━━ Source information

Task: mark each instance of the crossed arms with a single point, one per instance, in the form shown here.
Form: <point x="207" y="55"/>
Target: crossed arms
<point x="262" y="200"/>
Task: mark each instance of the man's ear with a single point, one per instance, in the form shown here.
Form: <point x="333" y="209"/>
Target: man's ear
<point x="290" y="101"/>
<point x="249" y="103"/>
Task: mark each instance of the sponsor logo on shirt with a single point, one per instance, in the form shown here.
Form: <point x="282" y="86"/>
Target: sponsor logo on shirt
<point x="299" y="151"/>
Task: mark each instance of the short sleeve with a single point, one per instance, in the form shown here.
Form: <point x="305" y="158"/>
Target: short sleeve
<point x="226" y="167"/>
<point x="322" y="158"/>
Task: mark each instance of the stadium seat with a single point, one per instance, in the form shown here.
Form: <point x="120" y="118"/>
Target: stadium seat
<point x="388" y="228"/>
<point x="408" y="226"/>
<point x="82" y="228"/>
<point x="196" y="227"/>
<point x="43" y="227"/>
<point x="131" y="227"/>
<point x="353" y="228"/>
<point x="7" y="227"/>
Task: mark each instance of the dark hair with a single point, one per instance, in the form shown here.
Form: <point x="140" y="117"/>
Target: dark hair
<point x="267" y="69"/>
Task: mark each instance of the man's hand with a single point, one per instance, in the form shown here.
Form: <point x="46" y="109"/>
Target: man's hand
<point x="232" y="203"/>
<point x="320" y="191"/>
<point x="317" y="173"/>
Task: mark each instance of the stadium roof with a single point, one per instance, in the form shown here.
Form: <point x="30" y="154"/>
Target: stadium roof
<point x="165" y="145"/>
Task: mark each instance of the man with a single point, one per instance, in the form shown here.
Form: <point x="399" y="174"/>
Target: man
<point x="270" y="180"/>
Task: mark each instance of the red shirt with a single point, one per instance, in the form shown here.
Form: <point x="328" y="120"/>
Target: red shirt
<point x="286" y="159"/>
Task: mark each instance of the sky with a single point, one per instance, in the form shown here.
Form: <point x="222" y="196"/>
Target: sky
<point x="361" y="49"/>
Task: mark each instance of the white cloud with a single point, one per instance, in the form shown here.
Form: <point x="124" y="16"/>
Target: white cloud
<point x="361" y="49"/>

━━━━

**Assigned task**
Everything before the line containing "Target: stadium seat" stays out. Write out that line and the rest of the entries exactly.

**Answer to this problem**
Target: stadium seat
<point x="388" y="228"/>
<point x="408" y="226"/>
<point x="82" y="228"/>
<point x="196" y="227"/>
<point x="43" y="227"/>
<point x="131" y="227"/>
<point x="353" y="228"/>
<point x="7" y="227"/>
Task: mark each instance of the dark hair with a single point, one per instance, in the form shown here.
Form: <point x="140" y="117"/>
Target: dark hair
<point x="267" y="69"/>
Task: mark each instance of the man's hand with a single point, one per instance, in the form shown here.
Form: <point x="46" y="109"/>
Target: man's hand
<point x="232" y="203"/>
<point x="320" y="191"/>
<point x="317" y="173"/>
Task: mark each instance of the stadium roof with a single point, one per instance, in the form shown here.
Form: <point x="30" y="154"/>
Target: stadium roof
<point x="165" y="145"/>
Task: mark each instance of the man with a single point, one per instance, in the form shown here.
Form: <point x="399" y="174"/>
Target: man
<point x="270" y="180"/>
Task: mark each instance of the red shirt with a single point, one per instance, in the form shown here.
Form: <point x="328" y="120"/>
Target: red shirt
<point x="286" y="159"/>
Task: mark each instance of the sky with a single point, one per instance, in the form shown here.
Form: <point x="222" y="196"/>
Target: sky
<point x="361" y="49"/>
Task: mark each instance of the white cloud with a single point, one per instance, in the form shown here.
Form: <point x="124" y="16"/>
Target: white cloud
<point x="361" y="49"/>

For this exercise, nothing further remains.